Assigned task: Copy each line of the following material exactly.

Given records:
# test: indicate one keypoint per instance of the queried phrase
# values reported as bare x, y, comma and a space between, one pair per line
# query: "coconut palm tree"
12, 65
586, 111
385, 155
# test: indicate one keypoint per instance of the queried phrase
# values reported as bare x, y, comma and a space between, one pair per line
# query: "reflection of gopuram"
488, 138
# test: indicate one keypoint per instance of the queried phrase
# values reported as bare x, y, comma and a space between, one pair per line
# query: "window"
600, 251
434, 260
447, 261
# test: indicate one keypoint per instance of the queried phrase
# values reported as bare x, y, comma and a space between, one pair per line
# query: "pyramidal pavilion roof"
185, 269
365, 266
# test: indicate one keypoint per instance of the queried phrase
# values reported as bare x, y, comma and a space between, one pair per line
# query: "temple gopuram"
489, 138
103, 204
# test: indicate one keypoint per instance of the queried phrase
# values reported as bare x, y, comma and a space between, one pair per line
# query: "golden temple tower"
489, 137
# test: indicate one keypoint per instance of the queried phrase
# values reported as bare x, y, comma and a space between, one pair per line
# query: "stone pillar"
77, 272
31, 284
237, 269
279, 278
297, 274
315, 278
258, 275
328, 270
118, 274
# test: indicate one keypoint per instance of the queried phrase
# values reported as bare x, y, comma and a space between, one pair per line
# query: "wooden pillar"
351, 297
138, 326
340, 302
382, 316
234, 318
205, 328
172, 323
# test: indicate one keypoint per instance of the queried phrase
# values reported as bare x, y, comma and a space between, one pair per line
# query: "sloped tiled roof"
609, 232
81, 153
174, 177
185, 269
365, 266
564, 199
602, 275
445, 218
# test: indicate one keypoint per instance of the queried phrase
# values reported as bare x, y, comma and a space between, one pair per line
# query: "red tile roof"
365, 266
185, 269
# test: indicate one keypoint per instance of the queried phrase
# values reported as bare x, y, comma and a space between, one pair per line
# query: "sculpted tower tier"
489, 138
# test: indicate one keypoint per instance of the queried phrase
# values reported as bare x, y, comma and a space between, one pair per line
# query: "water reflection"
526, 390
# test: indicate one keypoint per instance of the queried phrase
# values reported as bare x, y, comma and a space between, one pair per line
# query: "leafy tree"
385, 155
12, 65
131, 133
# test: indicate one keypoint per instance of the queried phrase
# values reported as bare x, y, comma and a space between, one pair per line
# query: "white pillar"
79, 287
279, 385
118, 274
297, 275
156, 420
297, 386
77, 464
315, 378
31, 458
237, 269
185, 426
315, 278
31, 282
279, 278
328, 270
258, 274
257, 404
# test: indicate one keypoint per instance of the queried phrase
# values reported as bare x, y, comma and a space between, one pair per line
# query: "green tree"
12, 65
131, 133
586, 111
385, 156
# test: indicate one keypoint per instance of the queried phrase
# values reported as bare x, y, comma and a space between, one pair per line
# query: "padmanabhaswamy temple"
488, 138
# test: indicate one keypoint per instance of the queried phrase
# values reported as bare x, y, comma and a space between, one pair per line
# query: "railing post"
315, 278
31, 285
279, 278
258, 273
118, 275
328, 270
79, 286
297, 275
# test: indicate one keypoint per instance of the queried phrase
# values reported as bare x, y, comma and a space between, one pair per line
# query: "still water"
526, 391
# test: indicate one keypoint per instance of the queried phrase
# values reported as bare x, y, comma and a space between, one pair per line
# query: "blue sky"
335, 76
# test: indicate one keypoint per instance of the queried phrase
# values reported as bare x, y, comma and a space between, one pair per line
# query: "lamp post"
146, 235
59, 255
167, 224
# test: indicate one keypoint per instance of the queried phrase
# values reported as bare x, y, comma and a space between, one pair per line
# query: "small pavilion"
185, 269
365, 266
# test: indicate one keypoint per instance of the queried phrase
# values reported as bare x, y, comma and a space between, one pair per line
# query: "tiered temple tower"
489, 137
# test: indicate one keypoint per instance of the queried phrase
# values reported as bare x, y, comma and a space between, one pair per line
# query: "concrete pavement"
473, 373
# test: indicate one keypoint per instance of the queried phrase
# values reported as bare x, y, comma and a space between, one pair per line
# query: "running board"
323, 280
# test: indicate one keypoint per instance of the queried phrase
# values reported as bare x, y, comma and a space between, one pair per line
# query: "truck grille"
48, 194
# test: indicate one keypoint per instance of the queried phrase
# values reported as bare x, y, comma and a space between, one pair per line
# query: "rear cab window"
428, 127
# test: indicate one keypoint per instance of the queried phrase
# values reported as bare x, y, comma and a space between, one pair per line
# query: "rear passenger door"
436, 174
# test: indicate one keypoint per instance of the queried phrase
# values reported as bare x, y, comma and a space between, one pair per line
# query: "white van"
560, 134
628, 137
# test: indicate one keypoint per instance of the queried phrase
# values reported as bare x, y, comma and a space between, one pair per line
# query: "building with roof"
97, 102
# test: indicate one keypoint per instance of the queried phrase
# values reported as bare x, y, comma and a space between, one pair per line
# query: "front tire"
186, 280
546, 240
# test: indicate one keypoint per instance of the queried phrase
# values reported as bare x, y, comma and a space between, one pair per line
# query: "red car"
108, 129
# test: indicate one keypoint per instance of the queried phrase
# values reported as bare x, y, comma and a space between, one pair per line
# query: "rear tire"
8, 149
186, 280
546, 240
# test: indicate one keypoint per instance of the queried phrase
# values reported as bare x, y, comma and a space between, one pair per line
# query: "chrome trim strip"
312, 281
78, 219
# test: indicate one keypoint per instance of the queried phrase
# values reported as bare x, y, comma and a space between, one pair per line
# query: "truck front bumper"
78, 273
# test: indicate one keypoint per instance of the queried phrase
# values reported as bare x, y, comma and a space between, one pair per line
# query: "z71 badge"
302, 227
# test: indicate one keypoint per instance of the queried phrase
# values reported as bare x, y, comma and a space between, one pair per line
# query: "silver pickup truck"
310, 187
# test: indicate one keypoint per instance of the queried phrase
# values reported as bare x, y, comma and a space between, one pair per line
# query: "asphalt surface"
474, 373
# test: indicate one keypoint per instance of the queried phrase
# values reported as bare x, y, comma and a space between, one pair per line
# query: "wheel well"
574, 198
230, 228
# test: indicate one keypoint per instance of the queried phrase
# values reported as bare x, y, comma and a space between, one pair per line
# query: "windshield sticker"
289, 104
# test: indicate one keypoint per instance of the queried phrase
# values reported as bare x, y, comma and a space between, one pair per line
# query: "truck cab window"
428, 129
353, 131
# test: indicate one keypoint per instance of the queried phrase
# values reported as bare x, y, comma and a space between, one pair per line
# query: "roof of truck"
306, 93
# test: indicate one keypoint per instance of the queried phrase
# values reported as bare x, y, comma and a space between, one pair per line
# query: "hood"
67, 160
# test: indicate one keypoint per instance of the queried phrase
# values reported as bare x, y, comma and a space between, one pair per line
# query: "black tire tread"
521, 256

Answer:
# test: indicate one keypoint per instance of the queried phrase
# values reported as bare x, y, comma and a space between, one pair per line
# query: "coconut palm tree"
12, 65
586, 111
385, 155
# test: indicate one keypoint per instance of the queried phrase
# values reported as bare x, y, comma and a space between, one pair per line
# query: "reflection of gopuram"
488, 138
# test: indicate one keypoint per instance of the queried phrase
# values reported as bare x, y, comma and a space between, one pair per line
# query: "window"
600, 251
434, 260
447, 261
# test: indicate one keypoint per instance of the queried phrase
# values reported as bare x, y, comma and a space between, one pair per line
# query: "pyramidal pavilion roof"
185, 269
365, 266
# test: indicate one keypoint per instance of the queried phrase
# values reported as bare x, y, comma and a space between, one pair per line
# query: "temple gopuram"
489, 138
103, 204
# test: indicate one keypoint per instance of the queried phrase
# values reported as bare x, y, comma and a space between, one pair per line
# query: "golden temple tower"
489, 137
# test: indicate one keypoint per instance of the queried phrase
# values reported as bare x, y, comma and a space between, one pair per line
# query: "stone pillar"
77, 272
31, 284
237, 269
279, 278
297, 274
315, 278
258, 275
328, 270
118, 274
# test: indicate one keypoint per instance of the queried phrase
# values reported as bare x, y, comma and a space between, one pair per line
# query: "wooden pillar"
351, 297
138, 326
340, 302
382, 316
234, 318
205, 328
172, 323
# test: indicate one keypoint per instance of the queried phrase
# values reported as bare x, y, comma and a space between, one pair per line
# query: "sloped tiled roof"
609, 232
81, 153
174, 177
185, 269
365, 266
564, 199
602, 275
445, 218
# test: indicate one keypoint per instance of the queried phrase
# values reported as bare x, y, comma and a space between, one pair per line
# query: "red tile roof"
365, 266
185, 269
# test: indicate one keypoint per instance of the queried phrase
# values reported as bare x, y, comma and a space between, one pair per line
# query: "sculpted tower tier"
489, 138
# test: indicate one keypoint per instance of the queried phrase
# values reported as bare x, y, comma and a space between, one pair per line
# query: "water reflection"
526, 390
# test: indicate one keypoint per instance of the queried phrase
# values reported as bare x, y, comma and a space between, one pair per line
# query: "leafy tree"
385, 155
12, 65
131, 133
# test: indicate one keypoint per instance of the queried phrase
# values reported as bare x, y, comma and a space between, one pair per line
# query: "white pillar"
79, 287
279, 385
118, 274
297, 275
156, 420
297, 386
77, 464
315, 378
31, 458
237, 269
185, 426
315, 278
31, 282
279, 278
328, 270
258, 274
257, 404
# test: indicate one keypoint per instance of the queried phrase
# values reported as bare x, y, comma and a space between, one pair per line
# query: "green tree"
12, 65
131, 133
586, 111
385, 156
# test: indicate one keypoint per instance of the queried phrase
# values reported as bare x, y, comma and a space between, one pair per line
# query: "padmanabhaswamy temple"
488, 138
# test: indicate one keypoint per instance of the queried phrase
# values reported as bare x, y, comma and a space between, one pair per line
# query: "railing post"
315, 278
31, 285
279, 278
258, 273
118, 275
328, 270
79, 286
297, 275
# test: indicate one keypoint per instance of the queried phrase
# values reported as bare x, y, comma and a space between, one pair per line
# query: "still water"
526, 391
# test: indicate one keypoint per instance of the queried phrase
# values reported as bare x, y, comma and a space between, one pair per line
# query: "blue sky"
335, 76
# test: indicate one keypoint per instance of the queried phrase
# values reported as bare x, y, comma and a space between, one pair per line
# query: "lamp post"
146, 235
59, 255
167, 224
# test: indicate one keypoint per instance of the queried phrase
# values reported as bare x, y, comma and a space between, one pair per line
# query: "small pavilion"
185, 269
365, 266
# test: indicate one keypoint per instance of the queried phrase
# values reported as bare x, y, comma and a space between, one pair per line
# query: "tiered temple tower"
489, 137
# test: indicate one keypoint per instance of the queried phrase
# values reported as bare x, y, comma and a space between, one pair per line
# query: "concrete pavement"
473, 373
# test: indicate one keypoint per instance of the queried phrase
# values reported as bare x, y, comma and a space between, one pair per line
# query: "running board"
323, 280
# test: indicate one keypoint per instance of the queried phrase
# values reported as bare x, y, comma and a space between, one pair per line
# query: "truck grille"
48, 194
# test: indicate one keypoint per instance of the queried phrase
# values reported as bare x, y, comma and a space between, one pair per line
# query: "rear cab window"
428, 127
# test: indicate one keypoint per instance of the queried phrase
# values reported as bare x, y, comma and a space between, one pair per line
# query: "rear passenger door"
436, 174
# test: indicate one keypoint per instance of the queried phrase
# values reported as bare x, y, comma and a space between, one pair per line
# query: "white van"
560, 134
628, 137
# test: indicate one keypoint per instance of the queried phrase
# values reported as bare x, y, comma and a space between, one pair per line
# query: "building with roof"
97, 102
# test: indicate one keypoint per instance of the queried phrase
# values reported as bare x, y, comma and a space between, one pair per line
# query: "front tire"
186, 280
546, 240
# test: indicate one keypoint per instance of the queried phrase
# values reported as bare x, y, comma and a space between, one pair per line
# query: "red car"
108, 129
# test: indicate one keypoint per instance of the queried phrase
# values reported as bare x, y, comma and a space between, one pair per line
# query: "rear tire"
8, 149
186, 280
546, 240
# test: indicate one keypoint per instance of the queried phrase
# values reported as bare x, y, comma and a space between, one pair per line
# query: "chrome trim strip"
312, 281
78, 219
# test: indicate one keypoint per instance of the queried phrase
# values reported as bare x, y, comma and a space between, one pair per line
# query: "truck front bumper"
78, 273
# test: indicate one keypoint per instance of the queried phrase
# values reported as bare x, y, comma and a space between, one pair per line
# query: "z71 badge"
302, 227
# test: indicate one keypoint per instance of the queried phrase
# values reported as bare x, y, comma and a space between, one pair per line
# query: "silver pickup truck"
310, 187
# test: indicate one keypoint per instance of the queried phrase
# values reported as bare x, y, comma and a space between, one pair per line
# query: "asphalt surface"
474, 373
# test: indicate one keypoint per instance of the queried phrase
# values reported as bare x, y, comma and a space between, one pair per line
# query: "wheel well"
574, 198
230, 228
# test: indicate one keypoint per instance of the queried phrase
# values reported as bare x, y, comma and a space between, one pair per line
# query: "windshield sticker"
289, 104
# test: indicate one keypoint per instance of the queried phrase
# values reported as bare x, y, comma and a space between, one pair per line
# query: "truck cab window"
428, 129
353, 131
# test: indicate one keypoint per instance of the queried phrase
# values reported as bare x, y, comma and a space between, one pair per line
# query: "roof of truck"
306, 93
# test: indicate one keypoint per instance of the queried phrase
# values reported as bare x, y, comma and a space between, one pair per line
# query: "hood"
67, 160
# test: indicate one keypoint per instance of the queried phrase
# values reported as bare x, y, comma and a space between, one pair per line
# query: "black tire tread"
521, 256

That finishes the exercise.